### Exercise description
The records that follow need to be output exactly as they are.
>> Begin Material
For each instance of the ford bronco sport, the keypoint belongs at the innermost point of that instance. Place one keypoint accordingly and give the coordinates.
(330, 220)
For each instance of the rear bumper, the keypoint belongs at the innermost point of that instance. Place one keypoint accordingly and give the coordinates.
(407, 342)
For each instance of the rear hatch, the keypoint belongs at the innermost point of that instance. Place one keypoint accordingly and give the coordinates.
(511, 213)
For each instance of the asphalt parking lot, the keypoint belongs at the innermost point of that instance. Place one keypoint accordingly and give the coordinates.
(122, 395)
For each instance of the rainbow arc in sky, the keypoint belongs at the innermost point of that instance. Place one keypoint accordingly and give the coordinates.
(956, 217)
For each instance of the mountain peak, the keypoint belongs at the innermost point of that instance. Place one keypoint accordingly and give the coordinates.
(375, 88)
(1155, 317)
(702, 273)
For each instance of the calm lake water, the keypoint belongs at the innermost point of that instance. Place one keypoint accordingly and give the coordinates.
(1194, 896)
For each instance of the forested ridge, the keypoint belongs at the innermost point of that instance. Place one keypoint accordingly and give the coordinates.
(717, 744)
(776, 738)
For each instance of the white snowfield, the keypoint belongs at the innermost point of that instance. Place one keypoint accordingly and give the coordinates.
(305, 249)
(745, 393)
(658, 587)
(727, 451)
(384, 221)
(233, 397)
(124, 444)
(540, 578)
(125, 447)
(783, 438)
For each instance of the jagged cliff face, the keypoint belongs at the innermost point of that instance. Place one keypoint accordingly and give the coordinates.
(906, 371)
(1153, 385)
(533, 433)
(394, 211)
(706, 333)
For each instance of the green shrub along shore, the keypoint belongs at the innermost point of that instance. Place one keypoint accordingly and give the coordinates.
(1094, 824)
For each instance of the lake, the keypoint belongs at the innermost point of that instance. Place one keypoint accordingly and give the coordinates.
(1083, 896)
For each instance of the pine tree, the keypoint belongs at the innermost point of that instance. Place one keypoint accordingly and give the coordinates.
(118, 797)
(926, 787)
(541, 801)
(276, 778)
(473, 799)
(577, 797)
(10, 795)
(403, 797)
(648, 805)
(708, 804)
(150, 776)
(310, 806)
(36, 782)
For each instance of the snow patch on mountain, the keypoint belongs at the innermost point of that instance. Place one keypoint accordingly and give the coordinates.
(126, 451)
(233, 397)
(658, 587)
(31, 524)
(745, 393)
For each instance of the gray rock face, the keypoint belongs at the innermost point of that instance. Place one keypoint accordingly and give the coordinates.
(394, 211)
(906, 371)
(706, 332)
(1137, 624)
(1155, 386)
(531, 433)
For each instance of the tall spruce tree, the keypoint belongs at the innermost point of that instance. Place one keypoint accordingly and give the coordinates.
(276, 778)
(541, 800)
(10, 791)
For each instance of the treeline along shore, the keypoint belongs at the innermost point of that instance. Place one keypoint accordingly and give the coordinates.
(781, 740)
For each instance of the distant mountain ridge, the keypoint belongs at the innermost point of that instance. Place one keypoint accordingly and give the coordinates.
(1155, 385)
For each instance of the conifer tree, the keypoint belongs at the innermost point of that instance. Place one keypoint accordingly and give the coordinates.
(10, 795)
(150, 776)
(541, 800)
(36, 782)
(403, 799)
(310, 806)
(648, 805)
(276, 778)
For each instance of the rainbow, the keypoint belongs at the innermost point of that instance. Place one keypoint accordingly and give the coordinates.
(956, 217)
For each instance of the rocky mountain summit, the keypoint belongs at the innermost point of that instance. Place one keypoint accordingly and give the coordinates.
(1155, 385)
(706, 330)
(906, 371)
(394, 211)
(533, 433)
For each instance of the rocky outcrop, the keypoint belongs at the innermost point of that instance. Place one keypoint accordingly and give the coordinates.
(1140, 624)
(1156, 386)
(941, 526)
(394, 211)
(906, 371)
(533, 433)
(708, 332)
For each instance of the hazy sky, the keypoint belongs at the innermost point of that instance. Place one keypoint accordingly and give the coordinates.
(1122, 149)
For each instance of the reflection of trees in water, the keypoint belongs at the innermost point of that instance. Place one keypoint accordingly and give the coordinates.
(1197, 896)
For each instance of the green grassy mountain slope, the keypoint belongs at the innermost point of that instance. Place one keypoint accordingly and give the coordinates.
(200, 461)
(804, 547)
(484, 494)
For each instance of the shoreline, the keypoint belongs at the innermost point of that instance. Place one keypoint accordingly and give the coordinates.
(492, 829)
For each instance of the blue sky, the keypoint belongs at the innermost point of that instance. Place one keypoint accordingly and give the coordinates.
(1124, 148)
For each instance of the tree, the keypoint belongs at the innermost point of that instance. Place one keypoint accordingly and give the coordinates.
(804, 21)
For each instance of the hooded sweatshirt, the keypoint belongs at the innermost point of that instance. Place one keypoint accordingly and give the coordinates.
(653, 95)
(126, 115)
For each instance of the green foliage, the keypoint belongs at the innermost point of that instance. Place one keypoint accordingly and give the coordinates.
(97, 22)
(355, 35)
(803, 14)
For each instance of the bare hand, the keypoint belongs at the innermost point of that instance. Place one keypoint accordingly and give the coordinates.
>> End Material
### Expected answer
For each instance of the ford bronco sport, the keypoint belongs at the innermost point of that instance. Place one keypoint accordingly and give the coordinates.
(330, 220)
For each instance of the rear bumper, the keypoint belongs at the innermost point of that instance. Place one keypoint accordingly and give the coordinates.
(407, 342)
For each instance of the rear hatch, the keypoint belongs at the innermost point of that instance. Place one keypoint accordingly and give the coordinates.
(511, 213)
For each instance of the asphalt parking lot, the keypoint belongs at the innermost point of that instance. Place one keypoint accordingly and give the coordinates.
(122, 395)
For each instance of the rainbow arc in sky, the keypoint belongs at the innermost point of that instance. Place one keypoint accordingly and give the coordinates.
(956, 217)
For each instance of the mountain peak, the keypoint belongs at the innermost point of that instance. Place one keypoint accordingly and give the coordinates.
(375, 88)
(1155, 317)
(702, 273)
For each instance of the calm lake water, the keypoint belongs at the innermost point of that instance. Place one keypoint accordingly and give the coordinates.
(1194, 896)
For each instance of the forested ridge, the keypoint belongs at the innermost point of that instance. Place one keypoint accordingly and give the coordinates.
(717, 744)
(776, 738)
For each instance of the white snowfield, the keypoint belongs at the innermost point of that instance. Place one keypoint accordingly and give the coordinates.
(305, 249)
(745, 393)
(658, 587)
(727, 451)
(384, 221)
(233, 397)
(124, 444)
(540, 578)
(125, 447)
(783, 438)
For each instance of the jagged cliff face, the keypoint belongs at the innermost point of that instance. Place one keypoint accordingly and give the coordinates.
(906, 371)
(1153, 385)
(533, 433)
(394, 211)
(706, 333)
For each instance of the green shrub along shore, the keypoint belongs at the innermost point of that instance. Place one keypoint accordingly and give the coordinates.
(1094, 824)
For each instance of the lake, the keypoint belongs at the innermost point of that instance. Place one keypoint accordingly and give the coordinates.
(1083, 896)
For each instance of the pine tree, the keypoint belongs at the innermost point of that instance. Place one keypoint accordingly and give the coordinates.
(118, 797)
(926, 787)
(541, 801)
(276, 778)
(473, 799)
(577, 797)
(10, 795)
(403, 797)
(648, 805)
(708, 804)
(150, 776)
(310, 806)
(36, 782)
For each instance of the snow patch on mountain, the keypoint belongs at the innermost point of that instance. Place one keypoint accordingly and give the coordinates.
(126, 451)
(233, 397)
(658, 587)
(31, 524)
(745, 393)
For each instance of the gray rock face, the keypoint belongs at the innermost point of that instance. Place one keypoint accordingly and give the coordinates.
(394, 211)
(906, 371)
(706, 332)
(1137, 624)
(1155, 386)
(531, 433)
For each instance of the tall spruce tree, the keypoint belongs at the innermost point of that instance. Place one keypoint accordingly and give the coordinates.
(276, 778)
(541, 800)
(10, 791)
For each instance of the treeline along shore, the keypoint belongs at the innermost point of that instance. Place one keypoint accordingly and give the coordinates.
(781, 740)
For each instance of the distant mountain ridge, the keypoint belongs at the innermost point of that instance. Place one keypoint accordingly and give the coordinates.
(1155, 385)
For each instance of the conifer tree, the keypoint belongs at the innermost point of that instance. Place one keypoint accordingly and give the coordinates.
(10, 795)
(150, 776)
(541, 800)
(36, 782)
(403, 799)
(310, 806)
(648, 805)
(276, 778)
For each instance of the rainbow, the keypoint belongs at the innermost point of that instance. Place one keypoint accordingly and give the coordinates.
(956, 217)
For each instance of the rocky mountain summit, the keypoint belongs at the innermost point of that instance. Place one keypoint accordingly and give the coordinates.
(1155, 385)
(706, 330)
(906, 371)
(394, 211)
(533, 433)
For each instance of the rocky outcrop, the keypoint belongs at the innermost point of that instance. Place one keypoint accordingly and give the coordinates.
(1140, 624)
(1156, 386)
(941, 526)
(394, 211)
(906, 371)
(533, 433)
(708, 332)
For each instance of the hazy sky, the keypoint belongs at the innermost point of that instance. Place one keypoint accordingly and give the coordinates.
(1122, 149)
For each instance of the reflection of trees in water, the keypoint belongs at the innermost point of that instance. Place one keypoint accordingly and give the coordinates.
(1197, 896)
For each instance of the green grassy mountain slope, the keypoint belongs at the innermost point of that instance. Place one keypoint accordingly and give the coordinates.
(200, 461)
(804, 547)
(484, 494)
For each instance of the shoreline, the keypoint belongs at the innermost point of that instance. Place one keypoint accordingly and give the coordinates.
(492, 829)
For each instance of the blue sky, the keypoint belongs at the innermost point of that instance. Place one keypoint accordingly and give the coordinates.
(1124, 148)
For each instance of the tree, the keypoint belongs at the innermost point of that instance. Place one keypoint accordingly and give the coordinates.
(804, 21)
For each instance of the hooded sweatshirt, the keypoint belongs at the innermost point of that instance. Place one keypoint accordingly and give the coordinates.
(653, 95)
(126, 115)
For each instance of the green foliage, the keypoint belongs at the innermost point of that instance. Place one keypoint accordingly and give the coordinates.
(97, 22)
(355, 35)
(803, 14)
For each instance of the bare hand, the keypoint belongs at the innermost point of that instance. Place one keypoint accordingly and give the coordinates.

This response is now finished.